MATERIAL SUPPLIED ▸
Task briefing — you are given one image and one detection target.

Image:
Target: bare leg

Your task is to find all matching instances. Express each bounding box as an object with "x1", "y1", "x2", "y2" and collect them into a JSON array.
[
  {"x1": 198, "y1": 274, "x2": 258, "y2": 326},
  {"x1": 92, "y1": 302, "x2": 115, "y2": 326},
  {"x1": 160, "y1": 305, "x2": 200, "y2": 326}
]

EXERCISE DIRECTIONS ▸
Write out every line of the entries above again, word for word and unchanged.

THE COMPLETED TASK ▸
Task briefing — you are given one image and one detection target.

Image:
Target: bare leg

Your task is to find all matching instances. Express each bounding box as an object with "x1", "y1", "x2", "y2" and collect them into a JSON array.
[
  {"x1": 198, "y1": 274, "x2": 258, "y2": 326},
  {"x1": 92, "y1": 302, "x2": 115, "y2": 326},
  {"x1": 160, "y1": 305, "x2": 200, "y2": 326}
]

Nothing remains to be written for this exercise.